§ **Material for the task**:
** start **

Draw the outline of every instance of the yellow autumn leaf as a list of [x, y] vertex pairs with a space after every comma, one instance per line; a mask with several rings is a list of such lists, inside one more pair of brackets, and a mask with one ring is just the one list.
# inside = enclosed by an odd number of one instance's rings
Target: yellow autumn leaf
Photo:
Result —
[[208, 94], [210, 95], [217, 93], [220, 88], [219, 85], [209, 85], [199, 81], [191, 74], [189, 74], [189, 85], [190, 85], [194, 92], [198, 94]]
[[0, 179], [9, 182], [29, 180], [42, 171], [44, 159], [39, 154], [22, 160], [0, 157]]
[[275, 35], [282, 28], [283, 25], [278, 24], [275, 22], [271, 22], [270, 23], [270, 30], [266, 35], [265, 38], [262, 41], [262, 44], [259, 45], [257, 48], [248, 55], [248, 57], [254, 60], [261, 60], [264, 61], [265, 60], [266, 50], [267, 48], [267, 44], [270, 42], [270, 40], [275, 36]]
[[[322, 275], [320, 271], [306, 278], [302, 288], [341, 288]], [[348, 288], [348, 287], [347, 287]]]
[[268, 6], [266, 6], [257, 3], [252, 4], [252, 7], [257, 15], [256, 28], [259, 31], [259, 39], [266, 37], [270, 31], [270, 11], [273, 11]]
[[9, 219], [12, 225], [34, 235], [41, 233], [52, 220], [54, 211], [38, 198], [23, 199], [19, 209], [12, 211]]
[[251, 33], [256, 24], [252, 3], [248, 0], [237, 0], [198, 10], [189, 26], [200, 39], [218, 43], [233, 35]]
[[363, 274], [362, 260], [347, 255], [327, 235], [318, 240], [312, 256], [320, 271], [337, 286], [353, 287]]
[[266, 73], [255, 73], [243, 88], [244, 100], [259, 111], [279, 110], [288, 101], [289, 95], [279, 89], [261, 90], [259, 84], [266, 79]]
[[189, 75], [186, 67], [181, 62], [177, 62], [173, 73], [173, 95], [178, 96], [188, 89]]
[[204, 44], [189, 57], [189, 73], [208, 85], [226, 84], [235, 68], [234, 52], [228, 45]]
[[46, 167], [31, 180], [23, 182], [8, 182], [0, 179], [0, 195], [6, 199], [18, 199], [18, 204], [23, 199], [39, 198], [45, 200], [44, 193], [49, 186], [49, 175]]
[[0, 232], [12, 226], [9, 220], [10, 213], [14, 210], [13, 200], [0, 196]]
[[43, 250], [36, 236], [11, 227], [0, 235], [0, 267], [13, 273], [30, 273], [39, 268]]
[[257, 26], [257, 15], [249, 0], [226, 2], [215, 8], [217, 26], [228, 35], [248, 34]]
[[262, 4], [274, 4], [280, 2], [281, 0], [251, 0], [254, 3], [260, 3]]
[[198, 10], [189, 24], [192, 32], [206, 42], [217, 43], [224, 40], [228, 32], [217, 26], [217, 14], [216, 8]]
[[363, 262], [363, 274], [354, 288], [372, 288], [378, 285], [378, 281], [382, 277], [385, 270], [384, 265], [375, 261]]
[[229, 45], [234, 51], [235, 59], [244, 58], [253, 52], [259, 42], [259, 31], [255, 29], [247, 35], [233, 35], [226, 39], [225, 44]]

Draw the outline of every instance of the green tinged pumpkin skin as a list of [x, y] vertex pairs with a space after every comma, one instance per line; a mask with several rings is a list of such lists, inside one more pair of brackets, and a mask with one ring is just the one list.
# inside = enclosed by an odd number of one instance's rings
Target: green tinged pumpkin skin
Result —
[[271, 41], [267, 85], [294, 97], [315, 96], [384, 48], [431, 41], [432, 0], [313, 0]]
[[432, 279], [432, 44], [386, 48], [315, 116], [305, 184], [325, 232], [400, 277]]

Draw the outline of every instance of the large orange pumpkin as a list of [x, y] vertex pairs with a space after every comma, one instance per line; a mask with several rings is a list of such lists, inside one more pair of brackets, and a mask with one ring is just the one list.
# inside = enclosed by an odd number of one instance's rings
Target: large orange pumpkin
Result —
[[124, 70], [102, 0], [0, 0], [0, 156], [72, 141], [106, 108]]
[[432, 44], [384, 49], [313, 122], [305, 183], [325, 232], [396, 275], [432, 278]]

** end **

§ **Work to be completed**:
Rewrite everything from the line containing "Draw the outline of every instance of the large" down to the end of the listing above as a numbered list, leaving out blank lines.

§ **Result below**:
1. Draw the outline of every instance of the large orange pumpkin as a list of [x, y] vertex pairs with a space after every comma, one instance per line; a mask with several rings is a list of such lists, inside one more pair of brackets, and a mask with one ring is just the one list.
2. # inside = enclosed by an odd number of one instance's rings
3. Target: large orange pumpkin
4. Result —
5. [[124, 70], [102, 0], [0, 0], [0, 156], [72, 141], [106, 108]]
6. [[432, 44], [384, 49], [313, 122], [305, 183], [325, 232], [396, 275], [432, 278]]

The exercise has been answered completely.